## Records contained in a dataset
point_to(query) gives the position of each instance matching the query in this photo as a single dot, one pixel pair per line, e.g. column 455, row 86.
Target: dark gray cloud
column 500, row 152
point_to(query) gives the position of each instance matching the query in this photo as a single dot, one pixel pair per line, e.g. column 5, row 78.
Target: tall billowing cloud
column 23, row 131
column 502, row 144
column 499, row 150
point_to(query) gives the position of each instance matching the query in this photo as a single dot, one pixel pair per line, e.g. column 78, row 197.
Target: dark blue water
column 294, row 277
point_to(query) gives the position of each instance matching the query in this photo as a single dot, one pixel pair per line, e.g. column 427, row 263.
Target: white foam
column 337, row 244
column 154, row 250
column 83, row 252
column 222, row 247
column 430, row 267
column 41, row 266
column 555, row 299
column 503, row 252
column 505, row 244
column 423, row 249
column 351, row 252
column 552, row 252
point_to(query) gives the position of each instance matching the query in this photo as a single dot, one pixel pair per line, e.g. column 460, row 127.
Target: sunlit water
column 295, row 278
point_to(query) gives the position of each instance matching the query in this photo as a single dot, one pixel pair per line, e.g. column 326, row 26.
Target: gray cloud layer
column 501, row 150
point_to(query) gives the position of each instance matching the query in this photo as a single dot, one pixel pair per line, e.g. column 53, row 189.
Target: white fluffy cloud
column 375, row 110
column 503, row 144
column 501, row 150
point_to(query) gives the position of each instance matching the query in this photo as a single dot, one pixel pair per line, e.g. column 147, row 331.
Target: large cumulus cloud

## Try it
Transcribe every record verbatim.

## Answer for the task
point_to(query) gives the position of each instance matching the query in this photo as a single dot, one pixel pair per line, e.g. column 455, row 86.
Target: dark gray cloud
column 500, row 152
point_to(query) gives the position of each instance matching the query in this photo as a single dot, one pixel pair per line, e.g. column 5, row 78.
Target: tall billowing cloud
column 23, row 131
column 502, row 144
column 499, row 150
point_to(query) gives the position of each instance matching the query in this photo as a single dot, one pixel pair per line, e.g. column 78, row 197.
Target: dark blue water
column 294, row 277
point_to(query) gives the position of each instance matching the query in this photo as a single dot, one pixel pair per line, e.g. column 427, row 263.
Target: white foam
column 337, row 244
column 154, row 250
column 83, row 252
column 222, row 247
column 430, row 267
column 41, row 266
column 555, row 299
column 503, row 252
column 505, row 244
column 423, row 249
column 351, row 252
column 552, row 252
point_to(query) gives the position of each instance matching the query in this photo as a single dot, one pixel pair per line, e.g. column 460, row 127.
Target: sunlit water
column 295, row 278
point_to(query) gives the position of each instance matching the query in this photo as a single dot, one pixel pair per line, e.g. column 326, row 26.
Target: gray cloud layer
column 501, row 150
point_to(query) gives the position of each instance matching the query in this photo as a single dot, one pixel pair per line, e.g. column 53, row 189.
Target: white fluffy cloud
column 375, row 110
column 503, row 144
column 501, row 150
point_to(query) gives the position of each instance matching the query in this photo as a single dot, one pixel pair per line, e.g. column 147, row 331.
Target: large cumulus cloud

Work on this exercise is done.